→ **SOURCE**:
____________________
It was my body, but it was seperate from my consciousness. I was looking through my eyes but I was an impartial observer. I realized that I had gone on a shooting rampage in high school, and my life past that point had been a dream. I had these swirling ideas of about which of the three selfs (school shooter, 22 year old drug experimenter, eternal sun of knowledge) was real and which were dreams that I can't really describe, but the gist was that eternal sun was real and the other two were just... cosmic hiccups.
Things kept getting fuzzier at this point and there a sort of... babbling stream of thought which I can't describe. This kept going on until I eventually realized who I was again. I was in the bedroom. My brother had come in and was playing my Xbox. He was playing GTA. I suspect that when I hallucinated the shooting I was floating down to a high third plateau and the game was entering my visions, reinterpreting the shooting in the game. He later told me I talked to him about things that happened years ago as if they were currently going on. I remember none of this. I knew who and where I was, but I didn't understand it. There was a vague idea that someone had done drugs, and the letters "D...X...M" kept floating through my head but I didn't know what they meant. I do remember asking my brother if someone in here had done drugs and he said "Yes, you did, you freak."
I was eventually able to begin walking around, in a daze as if through a swamp. I smoked, watched tv, and came down for several hours. I shook it off completely by the end of the day, and by the next evening was laughingly telling the story of the trip over dinner."

     And after that, I still didn't stop doing it. I kept doing it every day. I can't even believe I'm typing these words, but it's true.  Highs associated with DXM arrive in plateaus. You reach the next plateau and the effects change. The highest, which I've heard called 4th plateau or plateau sigma, is sometimes rumored to be a myth. It's called a suicide mission. I thought I had reached it with that story above, but I learned that I didn't. There was a level beyond that, which I experienced later. I also credit this experience with saving my life, because it scared me so badly that I completely changed the direction of my life, and vowed to never do drugs again (I did... but one thing at a time). It is legitimately beyond description, but I can briefly say that I became a different person. I looked at myself and I was looking at a stranger. I said "Oh my god, that guy is so fucked up. What's wrong with him? I feel so sorry for him." and eventually came to realize it was me. I wrote "This is not real. This will end." on my walls. I shaved my head and moved all the way across the country.
____________________
→ **CHALLENGES**:
1. Answer these from the account:
(a) What game was the writer's brother playing on the Xbox?
(b) What did the writer write on the walls?
(c) By when had the writer shaken off the trip completely?
2. Reproduce a part of the account word for word. Begin at the words "It was my body, but" and stop after "just... cosmic hiccups.".
____________________
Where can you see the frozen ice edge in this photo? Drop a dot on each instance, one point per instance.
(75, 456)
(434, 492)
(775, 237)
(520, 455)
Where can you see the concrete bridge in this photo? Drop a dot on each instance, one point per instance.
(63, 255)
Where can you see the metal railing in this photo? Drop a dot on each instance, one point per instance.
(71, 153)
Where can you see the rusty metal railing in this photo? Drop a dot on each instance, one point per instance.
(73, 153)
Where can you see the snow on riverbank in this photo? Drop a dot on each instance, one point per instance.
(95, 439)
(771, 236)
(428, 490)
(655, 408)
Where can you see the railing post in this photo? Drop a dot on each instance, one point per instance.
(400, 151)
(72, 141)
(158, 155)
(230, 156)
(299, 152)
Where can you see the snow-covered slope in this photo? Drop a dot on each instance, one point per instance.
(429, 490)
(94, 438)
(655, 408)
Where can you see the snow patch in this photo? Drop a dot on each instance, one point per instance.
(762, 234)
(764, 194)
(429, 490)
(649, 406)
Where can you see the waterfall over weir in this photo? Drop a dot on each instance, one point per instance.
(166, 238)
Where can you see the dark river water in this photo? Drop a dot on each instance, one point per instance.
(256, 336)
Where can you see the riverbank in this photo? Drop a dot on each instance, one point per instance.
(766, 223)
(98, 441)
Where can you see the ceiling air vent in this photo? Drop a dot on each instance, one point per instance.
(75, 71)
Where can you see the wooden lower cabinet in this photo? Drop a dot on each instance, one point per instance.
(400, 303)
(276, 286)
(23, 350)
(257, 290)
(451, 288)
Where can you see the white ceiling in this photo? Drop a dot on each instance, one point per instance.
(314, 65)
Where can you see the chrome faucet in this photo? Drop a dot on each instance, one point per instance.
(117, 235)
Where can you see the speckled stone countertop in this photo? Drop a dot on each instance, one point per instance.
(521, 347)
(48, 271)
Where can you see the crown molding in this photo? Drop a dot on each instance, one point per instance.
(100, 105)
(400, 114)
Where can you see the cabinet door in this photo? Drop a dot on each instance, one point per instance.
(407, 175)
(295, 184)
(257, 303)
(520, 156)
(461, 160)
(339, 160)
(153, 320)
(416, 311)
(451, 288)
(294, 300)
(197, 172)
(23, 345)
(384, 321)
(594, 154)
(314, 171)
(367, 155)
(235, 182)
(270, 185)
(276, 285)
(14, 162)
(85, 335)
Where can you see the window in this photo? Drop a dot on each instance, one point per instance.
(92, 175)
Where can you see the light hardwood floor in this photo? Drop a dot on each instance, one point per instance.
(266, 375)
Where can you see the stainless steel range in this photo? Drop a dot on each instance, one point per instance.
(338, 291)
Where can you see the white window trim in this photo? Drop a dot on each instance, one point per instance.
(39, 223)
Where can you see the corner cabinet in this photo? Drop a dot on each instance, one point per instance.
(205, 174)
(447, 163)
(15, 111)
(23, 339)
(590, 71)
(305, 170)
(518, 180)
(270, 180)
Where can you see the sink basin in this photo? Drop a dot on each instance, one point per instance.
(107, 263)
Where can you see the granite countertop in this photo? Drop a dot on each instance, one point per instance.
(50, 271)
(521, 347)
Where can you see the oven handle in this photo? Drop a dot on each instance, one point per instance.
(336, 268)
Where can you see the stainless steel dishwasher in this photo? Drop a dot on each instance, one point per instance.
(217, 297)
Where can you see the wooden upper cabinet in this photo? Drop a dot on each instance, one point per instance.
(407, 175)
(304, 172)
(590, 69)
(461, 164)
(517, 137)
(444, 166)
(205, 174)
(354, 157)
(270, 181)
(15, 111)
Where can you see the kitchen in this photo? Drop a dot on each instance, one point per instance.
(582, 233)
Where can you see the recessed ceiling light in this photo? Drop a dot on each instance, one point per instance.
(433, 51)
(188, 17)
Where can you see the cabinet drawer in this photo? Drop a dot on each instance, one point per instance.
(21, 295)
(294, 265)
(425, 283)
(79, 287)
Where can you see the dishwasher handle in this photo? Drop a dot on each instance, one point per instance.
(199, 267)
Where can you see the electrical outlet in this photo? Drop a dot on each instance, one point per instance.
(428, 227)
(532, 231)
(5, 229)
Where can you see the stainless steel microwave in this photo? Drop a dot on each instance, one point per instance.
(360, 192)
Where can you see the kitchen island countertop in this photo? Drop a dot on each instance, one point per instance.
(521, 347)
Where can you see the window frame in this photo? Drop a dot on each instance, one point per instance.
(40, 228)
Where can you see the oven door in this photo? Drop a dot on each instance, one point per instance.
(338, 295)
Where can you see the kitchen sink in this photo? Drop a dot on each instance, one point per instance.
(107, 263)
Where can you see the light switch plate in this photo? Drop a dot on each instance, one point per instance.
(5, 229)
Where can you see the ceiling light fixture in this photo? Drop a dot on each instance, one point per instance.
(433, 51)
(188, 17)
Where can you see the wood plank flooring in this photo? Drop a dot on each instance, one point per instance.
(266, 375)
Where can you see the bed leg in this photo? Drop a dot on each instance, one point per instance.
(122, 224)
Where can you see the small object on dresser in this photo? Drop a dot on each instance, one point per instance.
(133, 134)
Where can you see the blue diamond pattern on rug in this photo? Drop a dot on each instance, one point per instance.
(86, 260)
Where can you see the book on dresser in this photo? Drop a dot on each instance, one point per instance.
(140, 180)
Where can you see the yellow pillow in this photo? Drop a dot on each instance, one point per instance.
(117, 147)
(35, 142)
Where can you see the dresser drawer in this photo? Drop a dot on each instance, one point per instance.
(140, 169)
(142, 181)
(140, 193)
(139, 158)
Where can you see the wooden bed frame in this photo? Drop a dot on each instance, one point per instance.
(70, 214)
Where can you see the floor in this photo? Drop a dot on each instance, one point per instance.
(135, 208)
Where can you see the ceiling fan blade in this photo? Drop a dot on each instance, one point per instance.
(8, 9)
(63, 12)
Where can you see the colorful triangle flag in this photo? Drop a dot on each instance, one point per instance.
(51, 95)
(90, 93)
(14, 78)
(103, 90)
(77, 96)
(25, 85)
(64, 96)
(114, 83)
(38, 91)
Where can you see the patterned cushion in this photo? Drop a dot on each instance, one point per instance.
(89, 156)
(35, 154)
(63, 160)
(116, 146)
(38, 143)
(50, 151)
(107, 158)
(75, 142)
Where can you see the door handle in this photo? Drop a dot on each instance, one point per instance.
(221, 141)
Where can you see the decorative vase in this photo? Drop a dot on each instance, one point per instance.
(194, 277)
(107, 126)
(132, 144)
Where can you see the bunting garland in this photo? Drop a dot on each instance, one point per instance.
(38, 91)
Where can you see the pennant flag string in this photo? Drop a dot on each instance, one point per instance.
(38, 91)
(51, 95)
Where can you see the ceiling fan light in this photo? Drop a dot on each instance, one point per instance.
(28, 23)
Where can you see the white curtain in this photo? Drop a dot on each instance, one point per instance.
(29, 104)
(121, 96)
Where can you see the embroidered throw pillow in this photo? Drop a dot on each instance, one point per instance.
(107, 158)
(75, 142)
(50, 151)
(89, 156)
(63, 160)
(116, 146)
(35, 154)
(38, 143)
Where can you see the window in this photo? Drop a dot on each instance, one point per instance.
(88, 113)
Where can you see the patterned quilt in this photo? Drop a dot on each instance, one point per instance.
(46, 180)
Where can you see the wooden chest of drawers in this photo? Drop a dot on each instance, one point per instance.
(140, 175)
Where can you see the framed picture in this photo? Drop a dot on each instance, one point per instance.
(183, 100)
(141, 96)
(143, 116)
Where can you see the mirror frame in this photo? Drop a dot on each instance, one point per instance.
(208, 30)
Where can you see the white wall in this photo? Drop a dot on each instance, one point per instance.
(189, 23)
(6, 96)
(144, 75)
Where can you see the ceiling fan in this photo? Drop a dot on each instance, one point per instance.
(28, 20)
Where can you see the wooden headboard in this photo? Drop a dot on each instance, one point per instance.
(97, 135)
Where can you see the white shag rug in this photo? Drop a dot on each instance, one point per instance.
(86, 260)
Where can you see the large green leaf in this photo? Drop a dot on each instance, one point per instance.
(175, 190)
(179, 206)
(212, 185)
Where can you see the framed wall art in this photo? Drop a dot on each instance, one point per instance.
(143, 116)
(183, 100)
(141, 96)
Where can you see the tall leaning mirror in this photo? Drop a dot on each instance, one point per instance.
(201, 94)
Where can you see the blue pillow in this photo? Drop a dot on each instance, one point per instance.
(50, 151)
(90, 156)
____________________
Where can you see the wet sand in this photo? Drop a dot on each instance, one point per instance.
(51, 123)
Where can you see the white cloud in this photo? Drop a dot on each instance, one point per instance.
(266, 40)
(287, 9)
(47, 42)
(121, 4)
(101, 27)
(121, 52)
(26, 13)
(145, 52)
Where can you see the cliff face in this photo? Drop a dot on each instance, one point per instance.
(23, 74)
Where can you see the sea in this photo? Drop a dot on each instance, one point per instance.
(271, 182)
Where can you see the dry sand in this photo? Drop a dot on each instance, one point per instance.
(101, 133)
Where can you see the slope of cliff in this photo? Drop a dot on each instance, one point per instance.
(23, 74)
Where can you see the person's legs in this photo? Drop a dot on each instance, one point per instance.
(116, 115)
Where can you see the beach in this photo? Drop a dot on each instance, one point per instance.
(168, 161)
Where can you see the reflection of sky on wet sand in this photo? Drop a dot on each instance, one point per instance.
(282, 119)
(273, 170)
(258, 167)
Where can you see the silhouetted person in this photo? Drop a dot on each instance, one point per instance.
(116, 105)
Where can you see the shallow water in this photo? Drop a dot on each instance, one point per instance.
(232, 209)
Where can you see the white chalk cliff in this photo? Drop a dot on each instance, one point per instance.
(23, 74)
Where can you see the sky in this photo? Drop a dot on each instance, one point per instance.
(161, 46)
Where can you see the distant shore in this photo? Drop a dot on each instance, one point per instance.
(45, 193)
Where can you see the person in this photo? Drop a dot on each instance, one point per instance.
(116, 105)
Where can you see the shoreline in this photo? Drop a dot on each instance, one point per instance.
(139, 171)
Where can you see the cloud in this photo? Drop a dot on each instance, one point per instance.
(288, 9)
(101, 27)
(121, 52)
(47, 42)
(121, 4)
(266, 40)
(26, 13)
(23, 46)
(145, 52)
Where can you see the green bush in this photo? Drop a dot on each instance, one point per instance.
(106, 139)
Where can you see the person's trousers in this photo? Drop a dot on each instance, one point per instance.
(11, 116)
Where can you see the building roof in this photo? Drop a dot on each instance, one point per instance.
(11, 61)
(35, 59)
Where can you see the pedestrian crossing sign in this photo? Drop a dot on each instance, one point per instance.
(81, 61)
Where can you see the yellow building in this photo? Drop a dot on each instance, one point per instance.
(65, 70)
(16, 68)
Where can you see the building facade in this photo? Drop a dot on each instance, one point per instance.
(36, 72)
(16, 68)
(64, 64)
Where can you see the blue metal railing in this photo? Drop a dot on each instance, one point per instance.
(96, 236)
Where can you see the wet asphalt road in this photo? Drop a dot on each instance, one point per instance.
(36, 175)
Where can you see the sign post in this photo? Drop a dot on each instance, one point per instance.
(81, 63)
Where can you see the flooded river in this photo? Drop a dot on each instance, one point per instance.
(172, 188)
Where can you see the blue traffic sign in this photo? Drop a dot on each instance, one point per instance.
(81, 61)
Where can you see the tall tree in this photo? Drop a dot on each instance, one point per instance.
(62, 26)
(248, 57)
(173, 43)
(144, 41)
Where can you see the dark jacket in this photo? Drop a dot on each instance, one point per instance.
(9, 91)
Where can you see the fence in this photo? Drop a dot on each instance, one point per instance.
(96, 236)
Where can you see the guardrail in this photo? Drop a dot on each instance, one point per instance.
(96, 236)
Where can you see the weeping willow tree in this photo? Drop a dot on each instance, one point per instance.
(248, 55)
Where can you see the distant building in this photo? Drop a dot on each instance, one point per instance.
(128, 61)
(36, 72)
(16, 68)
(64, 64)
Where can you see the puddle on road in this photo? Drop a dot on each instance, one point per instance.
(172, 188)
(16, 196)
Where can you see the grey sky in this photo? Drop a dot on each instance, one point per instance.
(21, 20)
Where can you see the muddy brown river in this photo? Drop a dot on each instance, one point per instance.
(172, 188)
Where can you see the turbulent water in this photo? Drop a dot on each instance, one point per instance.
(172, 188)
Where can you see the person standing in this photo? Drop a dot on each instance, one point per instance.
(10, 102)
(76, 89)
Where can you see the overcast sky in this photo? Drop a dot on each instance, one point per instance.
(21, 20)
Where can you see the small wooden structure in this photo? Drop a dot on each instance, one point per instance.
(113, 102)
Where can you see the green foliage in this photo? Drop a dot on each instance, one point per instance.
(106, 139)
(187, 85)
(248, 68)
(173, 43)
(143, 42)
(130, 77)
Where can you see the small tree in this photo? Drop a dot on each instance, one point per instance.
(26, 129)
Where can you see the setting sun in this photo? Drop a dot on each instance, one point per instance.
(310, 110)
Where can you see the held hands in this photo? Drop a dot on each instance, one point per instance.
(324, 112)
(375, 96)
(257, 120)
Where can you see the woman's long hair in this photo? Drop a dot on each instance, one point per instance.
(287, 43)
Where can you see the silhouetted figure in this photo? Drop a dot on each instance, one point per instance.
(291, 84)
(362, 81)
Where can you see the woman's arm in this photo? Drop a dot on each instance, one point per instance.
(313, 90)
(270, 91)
____________________
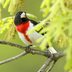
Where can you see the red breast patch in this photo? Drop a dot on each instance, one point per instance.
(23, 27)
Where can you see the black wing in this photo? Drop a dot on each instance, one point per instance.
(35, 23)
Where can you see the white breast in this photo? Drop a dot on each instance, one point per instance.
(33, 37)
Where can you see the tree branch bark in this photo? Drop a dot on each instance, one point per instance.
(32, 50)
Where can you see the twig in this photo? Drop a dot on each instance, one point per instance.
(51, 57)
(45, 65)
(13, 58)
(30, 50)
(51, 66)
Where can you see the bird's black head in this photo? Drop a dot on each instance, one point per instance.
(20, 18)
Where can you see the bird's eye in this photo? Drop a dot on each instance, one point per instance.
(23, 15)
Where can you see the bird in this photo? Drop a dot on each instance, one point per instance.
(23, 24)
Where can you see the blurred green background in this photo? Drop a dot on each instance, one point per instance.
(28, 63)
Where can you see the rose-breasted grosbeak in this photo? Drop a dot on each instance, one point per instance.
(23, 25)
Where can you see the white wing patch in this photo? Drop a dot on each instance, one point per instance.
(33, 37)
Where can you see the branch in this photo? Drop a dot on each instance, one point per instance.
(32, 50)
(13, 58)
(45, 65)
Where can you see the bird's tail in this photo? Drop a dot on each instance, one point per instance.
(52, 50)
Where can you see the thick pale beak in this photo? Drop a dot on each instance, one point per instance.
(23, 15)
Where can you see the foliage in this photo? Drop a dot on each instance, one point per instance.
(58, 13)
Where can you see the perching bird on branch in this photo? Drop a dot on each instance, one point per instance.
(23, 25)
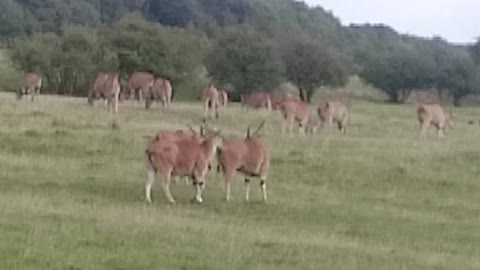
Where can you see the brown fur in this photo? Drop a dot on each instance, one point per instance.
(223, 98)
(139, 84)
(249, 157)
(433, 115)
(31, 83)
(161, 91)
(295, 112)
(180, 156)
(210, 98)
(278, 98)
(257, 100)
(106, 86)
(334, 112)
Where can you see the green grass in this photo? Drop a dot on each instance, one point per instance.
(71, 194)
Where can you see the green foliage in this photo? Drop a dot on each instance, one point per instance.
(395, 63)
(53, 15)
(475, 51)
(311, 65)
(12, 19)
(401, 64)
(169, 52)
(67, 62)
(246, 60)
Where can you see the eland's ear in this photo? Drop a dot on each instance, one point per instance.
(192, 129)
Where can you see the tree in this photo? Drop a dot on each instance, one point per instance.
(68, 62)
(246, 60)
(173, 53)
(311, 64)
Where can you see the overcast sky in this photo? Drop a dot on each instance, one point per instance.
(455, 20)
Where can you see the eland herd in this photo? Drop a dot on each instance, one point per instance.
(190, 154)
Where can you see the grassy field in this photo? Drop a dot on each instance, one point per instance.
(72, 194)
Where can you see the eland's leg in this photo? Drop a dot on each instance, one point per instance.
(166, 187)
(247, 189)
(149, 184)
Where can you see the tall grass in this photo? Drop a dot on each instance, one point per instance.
____________________
→ **FULL SOLUTIONS**:
1.
(a) GTA
(b) "This is not real. This will end."
(c) By the end of the day

2.
It was my body, but it was seperate from my consciousness. I was looking through my eyes but I was an impartial observer. I realized that I had gone on a shooting rampage in high school, and my life past that point had been a dream. I had these swirling ideas of about which of the three selfs (school shooter, 22 year old drug experimenter, eternal sun of knowledge) was real and which were dreams that I can't really describe, but the gist was that eternal sun was real and the other two were just... cosmic hiccups.